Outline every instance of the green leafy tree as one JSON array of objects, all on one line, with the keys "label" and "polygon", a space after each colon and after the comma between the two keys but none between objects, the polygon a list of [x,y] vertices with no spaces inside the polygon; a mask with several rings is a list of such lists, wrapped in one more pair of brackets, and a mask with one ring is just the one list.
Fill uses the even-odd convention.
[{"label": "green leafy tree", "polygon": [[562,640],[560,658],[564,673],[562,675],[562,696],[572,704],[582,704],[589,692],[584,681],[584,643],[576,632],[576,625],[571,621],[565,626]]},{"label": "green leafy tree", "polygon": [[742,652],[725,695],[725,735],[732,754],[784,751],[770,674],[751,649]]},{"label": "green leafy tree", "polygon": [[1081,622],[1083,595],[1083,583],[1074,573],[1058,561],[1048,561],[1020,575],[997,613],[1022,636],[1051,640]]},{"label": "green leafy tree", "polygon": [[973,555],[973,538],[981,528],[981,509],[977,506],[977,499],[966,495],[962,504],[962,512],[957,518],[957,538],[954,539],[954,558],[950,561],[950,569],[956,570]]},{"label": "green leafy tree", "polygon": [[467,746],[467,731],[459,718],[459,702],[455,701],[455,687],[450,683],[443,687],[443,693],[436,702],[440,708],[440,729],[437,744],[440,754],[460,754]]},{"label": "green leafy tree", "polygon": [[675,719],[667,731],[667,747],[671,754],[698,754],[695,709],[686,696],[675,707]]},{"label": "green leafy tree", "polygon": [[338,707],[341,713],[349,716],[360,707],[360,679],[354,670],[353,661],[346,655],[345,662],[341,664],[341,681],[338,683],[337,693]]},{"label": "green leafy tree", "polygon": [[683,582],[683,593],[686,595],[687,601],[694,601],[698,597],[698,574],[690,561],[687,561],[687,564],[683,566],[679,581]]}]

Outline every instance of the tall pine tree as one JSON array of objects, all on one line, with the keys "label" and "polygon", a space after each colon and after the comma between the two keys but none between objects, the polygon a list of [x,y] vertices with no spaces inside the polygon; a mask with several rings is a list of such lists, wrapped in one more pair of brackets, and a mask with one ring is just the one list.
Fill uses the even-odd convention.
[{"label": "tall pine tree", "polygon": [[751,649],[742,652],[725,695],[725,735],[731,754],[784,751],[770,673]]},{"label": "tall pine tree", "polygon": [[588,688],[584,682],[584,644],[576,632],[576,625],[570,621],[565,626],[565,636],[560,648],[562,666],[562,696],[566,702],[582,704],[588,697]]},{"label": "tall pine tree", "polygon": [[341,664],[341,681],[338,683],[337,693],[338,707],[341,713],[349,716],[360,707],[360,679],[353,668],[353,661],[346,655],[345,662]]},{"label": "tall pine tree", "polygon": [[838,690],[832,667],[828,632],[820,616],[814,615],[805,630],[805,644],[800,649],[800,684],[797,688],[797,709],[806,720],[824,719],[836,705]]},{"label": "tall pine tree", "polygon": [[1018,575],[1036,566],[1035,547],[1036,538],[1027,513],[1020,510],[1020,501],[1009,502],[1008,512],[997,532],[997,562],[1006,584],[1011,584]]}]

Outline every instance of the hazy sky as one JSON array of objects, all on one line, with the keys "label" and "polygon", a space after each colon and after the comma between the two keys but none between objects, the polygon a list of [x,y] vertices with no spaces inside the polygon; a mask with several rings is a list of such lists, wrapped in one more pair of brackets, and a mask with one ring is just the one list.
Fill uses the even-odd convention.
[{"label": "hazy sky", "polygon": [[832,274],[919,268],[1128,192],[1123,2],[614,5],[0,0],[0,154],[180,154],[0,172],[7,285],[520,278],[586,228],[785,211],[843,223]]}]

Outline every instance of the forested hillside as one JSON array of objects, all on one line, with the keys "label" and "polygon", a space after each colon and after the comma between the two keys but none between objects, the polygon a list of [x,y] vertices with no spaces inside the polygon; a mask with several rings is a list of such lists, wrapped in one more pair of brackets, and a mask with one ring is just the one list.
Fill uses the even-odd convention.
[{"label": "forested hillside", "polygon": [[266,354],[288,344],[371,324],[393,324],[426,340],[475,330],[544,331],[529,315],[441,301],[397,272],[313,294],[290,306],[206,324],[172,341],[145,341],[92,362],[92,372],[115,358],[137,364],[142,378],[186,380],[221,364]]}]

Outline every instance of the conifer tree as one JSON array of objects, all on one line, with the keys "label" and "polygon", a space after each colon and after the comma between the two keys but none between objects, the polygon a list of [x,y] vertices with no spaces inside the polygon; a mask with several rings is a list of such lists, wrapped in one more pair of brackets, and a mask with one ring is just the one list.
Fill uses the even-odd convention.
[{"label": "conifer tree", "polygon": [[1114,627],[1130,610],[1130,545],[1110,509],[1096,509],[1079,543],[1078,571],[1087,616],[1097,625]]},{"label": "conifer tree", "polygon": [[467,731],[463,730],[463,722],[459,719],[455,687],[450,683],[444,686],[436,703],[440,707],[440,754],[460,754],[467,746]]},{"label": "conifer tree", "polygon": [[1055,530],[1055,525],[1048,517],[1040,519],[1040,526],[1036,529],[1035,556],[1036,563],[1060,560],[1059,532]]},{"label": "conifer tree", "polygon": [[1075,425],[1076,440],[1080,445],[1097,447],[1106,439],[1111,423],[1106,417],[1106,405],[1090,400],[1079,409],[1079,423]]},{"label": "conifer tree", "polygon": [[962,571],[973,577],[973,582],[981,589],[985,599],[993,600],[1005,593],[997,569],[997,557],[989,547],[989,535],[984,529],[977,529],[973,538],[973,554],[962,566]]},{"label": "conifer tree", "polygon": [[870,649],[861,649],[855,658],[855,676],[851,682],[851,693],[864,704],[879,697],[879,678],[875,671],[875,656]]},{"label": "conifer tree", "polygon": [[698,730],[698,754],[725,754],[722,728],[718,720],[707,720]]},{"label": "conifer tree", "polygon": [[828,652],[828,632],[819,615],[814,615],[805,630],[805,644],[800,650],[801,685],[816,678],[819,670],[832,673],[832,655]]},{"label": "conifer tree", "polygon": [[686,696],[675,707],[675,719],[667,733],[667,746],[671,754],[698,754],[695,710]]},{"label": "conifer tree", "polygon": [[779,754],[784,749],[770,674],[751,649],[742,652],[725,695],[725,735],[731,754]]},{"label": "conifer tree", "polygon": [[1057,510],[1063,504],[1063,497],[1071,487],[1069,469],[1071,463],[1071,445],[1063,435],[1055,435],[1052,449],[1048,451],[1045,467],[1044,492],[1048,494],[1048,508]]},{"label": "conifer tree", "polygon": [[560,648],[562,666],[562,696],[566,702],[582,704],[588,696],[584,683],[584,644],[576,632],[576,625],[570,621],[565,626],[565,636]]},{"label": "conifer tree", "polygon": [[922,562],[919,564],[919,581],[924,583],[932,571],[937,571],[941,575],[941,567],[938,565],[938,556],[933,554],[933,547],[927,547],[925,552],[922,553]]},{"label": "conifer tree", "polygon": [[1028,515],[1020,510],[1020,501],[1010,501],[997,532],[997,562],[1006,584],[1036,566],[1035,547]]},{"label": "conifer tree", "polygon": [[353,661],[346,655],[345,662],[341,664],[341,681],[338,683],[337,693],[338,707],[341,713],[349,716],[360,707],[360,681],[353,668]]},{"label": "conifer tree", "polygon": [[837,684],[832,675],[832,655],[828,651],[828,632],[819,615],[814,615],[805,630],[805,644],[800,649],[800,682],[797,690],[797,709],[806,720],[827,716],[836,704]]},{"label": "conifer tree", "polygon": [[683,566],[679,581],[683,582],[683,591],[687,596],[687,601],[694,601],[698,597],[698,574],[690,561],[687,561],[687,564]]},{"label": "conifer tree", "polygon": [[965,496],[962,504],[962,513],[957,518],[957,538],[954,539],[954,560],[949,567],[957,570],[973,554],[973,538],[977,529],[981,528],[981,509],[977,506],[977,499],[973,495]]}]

• _WHAT IS BEING ASKED_
Please copy out each record, character for character.

• _RESPONSE TO THE EXERCISE_
Outline every instance of the green leafy tree as one JSON array of objects, all on one line, with the keys "label" and "polygon", a space after each colon and after the comma between the two keys but none between objects, the polygon a list of [x,y] vertices with no spaces inside the polygon; a mask with several rings is a list of such lists, wrapped in one more pair of brackets, and a mask with one ring is just the one list.
Fill uses the even-odd convention.
[{"label": "green leafy tree", "polygon": [[562,640],[560,658],[564,673],[562,675],[562,696],[572,704],[582,704],[589,692],[584,681],[584,643],[576,632],[576,625],[571,621],[565,626]]},{"label": "green leafy tree", "polygon": [[742,652],[725,695],[725,735],[732,754],[784,751],[770,674],[751,649]]},{"label": "green leafy tree", "polygon": [[1081,622],[1083,595],[1083,583],[1074,573],[1058,561],[1048,561],[1020,575],[997,613],[1022,636],[1051,640]]},{"label": "green leafy tree", "polygon": [[973,555],[973,538],[981,528],[981,509],[977,506],[977,499],[966,495],[962,504],[962,512],[957,518],[957,538],[954,539],[954,558],[950,561],[950,569],[956,570]]},{"label": "green leafy tree", "polygon": [[467,746],[467,731],[459,718],[459,702],[455,701],[455,687],[450,683],[443,687],[443,693],[436,702],[440,708],[440,729],[437,744],[440,754],[460,754]]},{"label": "green leafy tree", "polygon": [[675,719],[667,731],[667,747],[671,754],[698,754],[695,709],[686,696],[675,707]]},{"label": "green leafy tree", "polygon": [[338,707],[341,713],[349,716],[360,707],[360,679],[354,670],[353,661],[346,655],[345,662],[341,664],[341,681],[338,683],[337,693]]},{"label": "green leafy tree", "polygon": [[683,582],[683,593],[686,595],[687,601],[694,601],[698,597],[698,574],[690,561],[687,561],[687,564],[683,566],[679,581]]}]

Outline every instance of the tall pine tree as one JSON array of objects, all on one line, with the keys "label" and "polygon", a space after each colon and after the comma between the two keys but none between objects, the polygon a list of [x,y] vertices with no spaces inside the polygon; a mask with several rings is a list of such lists, wrapped in one more pair of brackets, and a mask with one ring is just the one list.
Fill uses the even-odd convention.
[{"label": "tall pine tree", "polygon": [[751,649],[742,652],[725,695],[725,735],[731,754],[784,751],[770,673]]},{"label": "tall pine tree", "polygon": [[588,688],[584,682],[584,644],[576,632],[576,625],[570,621],[565,626],[565,636],[560,648],[562,666],[562,696],[566,702],[582,704],[588,697]]},{"label": "tall pine tree", "polygon": [[341,664],[341,681],[338,683],[337,693],[338,707],[341,713],[349,716],[360,707],[360,679],[353,668],[353,661],[346,655],[345,662]]},{"label": "tall pine tree", "polygon": [[838,690],[832,667],[828,632],[820,616],[814,615],[805,630],[805,644],[800,649],[800,684],[797,688],[797,709],[806,720],[824,719],[836,705]]},{"label": "tall pine tree", "polygon": [[1018,575],[1036,566],[1035,547],[1036,538],[1027,513],[1020,510],[1020,501],[1009,502],[1008,512],[997,532],[997,562],[1006,584],[1011,584]]}]

Outline every instance of the hazy sky as one JSON array of objects, all on one line, with the keys "label" and "polygon", a space after each colon and after the comma between the two keys but none between objects, the polygon a list of [x,y] vertices with no spaces inside the polygon; a mask with several rings is a list of such lists, wrapped in one more pair of brackets, and a mask with one ring is just the one list.
Fill uses the even-odd convention.
[{"label": "hazy sky", "polygon": [[832,274],[919,268],[1128,192],[1123,2],[614,5],[0,0],[0,154],[180,154],[0,172],[7,285],[520,278],[586,228],[785,211],[843,223]]}]

Outline every instance of the forested hillside as one JSON array of objects, all on one line, with the keys "label" and "polygon", a space after each colon and after the comma between the two keys but none between objects, the polygon a list of [x,y] vertices with no spaces inside the polygon; a mask with several rings is a list of such lists, wrapped in one more pair of brackets, and a mask with one ring is just the one list.
Fill uses the even-odd convention.
[{"label": "forested hillside", "polygon": [[266,354],[288,344],[371,324],[393,324],[426,340],[475,330],[544,331],[529,315],[441,301],[397,272],[313,294],[290,306],[206,324],[172,341],[145,341],[92,362],[92,372],[115,358],[137,364],[142,378],[186,380],[221,364]]}]

Outline every instance of the conifer tree as one JSON array of objects, all on one line, with the keys "label" and "polygon", a space after each colon and after the comma between the two keys but none between objects, the polygon a list of [x,y] vertices with no spaces inside the polygon; a mask with several rings is a list of such lists, wrapped in one more pair of brackets, and a mask with one ring is just the one list.
Fill uses the even-odd convention.
[{"label": "conifer tree", "polygon": [[1114,627],[1130,610],[1130,545],[1110,509],[1096,509],[1079,543],[1078,571],[1087,616],[1097,625]]},{"label": "conifer tree", "polygon": [[467,731],[463,730],[463,722],[459,719],[455,687],[450,683],[444,686],[436,703],[440,707],[440,754],[460,754],[467,746]]},{"label": "conifer tree", "polygon": [[1055,530],[1055,525],[1048,517],[1040,519],[1040,526],[1036,529],[1035,556],[1036,563],[1060,560],[1059,532]]},{"label": "conifer tree", "polygon": [[1075,425],[1076,440],[1080,445],[1097,447],[1106,439],[1111,423],[1106,417],[1106,405],[1090,400],[1079,409],[1079,423]]},{"label": "conifer tree", "polygon": [[962,571],[973,577],[973,582],[981,589],[985,599],[993,600],[1005,593],[997,569],[997,557],[989,547],[989,535],[984,529],[977,529],[973,538],[973,554],[962,566]]},{"label": "conifer tree", "polygon": [[870,649],[861,649],[855,658],[855,676],[851,682],[851,693],[864,704],[879,697],[879,678],[875,671],[875,656]]},{"label": "conifer tree", "polygon": [[698,730],[698,754],[725,754],[722,728],[718,720],[707,720]]},{"label": "conifer tree", "polygon": [[828,652],[828,632],[819,615],[814,615],[805,630],[805,644],[800,650],[801,685],[816,678],[819,670],[832,673],[832,655]]},{"label": "conifer tree", "polygon": [[686,696],[675,707],[675,719],[667,733],[667,746],[671,754],[698,754],[695,710]]},{"label": "conifer tree", "polygon": [[779,754],[784,749],[770,674],[751,649],[742,652],[725,695],[725,735],[731,754]]},{"label": "conifer tree", "polygon": [[1057,510],[1063,504],[1063,497],[1071,487],[1069,469],[1071,463],[1071,445],[1063,435],[1055,435],[1052,449],[1048,451],[1045,467],[1044,492],[1048,494],[1048,508]]},{"label": "conifer tree", "polygon": [[560,648],[562,666],[562,696],[566,702],[582,704],[588,696],[584,683],[584,644],[576,632],[576,625],[570,621],[565,626],[565,636]]},{"label": "conifer tree", "polygon": [[922,562],[919,564],[919,581],[924,583],[932,571],[937,571],[941,575],[941,567],[938,565],[938,556],[933,554],[933,547],[927,547],[925,552],[922,553]]},{"label": "conifer tree", "polygon": [[1028,515],[1020,510],[1020,501],[1010,501],[997,532],[997,562],[1006,584],[1036,566],[1035,547]]},{"label": "conifer tree", "polygon": [[353,661],[346,655],[345,662],[341,664],[341,681],[338,683],[337,693],[338,707],[341,713],[349,716],[360,707],[360,681],[353,668]]},{"label": "conifer tree", "polygon": [[837,684],[832,675],[832,655],[828,651],[828,632],[819,615],[814,615],[805,630],[805,644],[800,649],[800,682],[797,690],[797,709],[806,720],[827,716],[836,704]]},{"label": "conifer tree", "polygon": [[683,566],[679,581],[683,582],[683,591],[687,596],[687,601],[694,601],[698,597],[698,574],[690,561],[687,561],[687,564]]},{"label": "conifer tree", "polygon": [[965,496],[962,504],[962,513],[957,518],[957,538],[954,539],[954,560],[949,567],[957,570],[973,554],[973,538],[977,529],[981,528],[981,509],[977,506],[977,499],[973,495]]}]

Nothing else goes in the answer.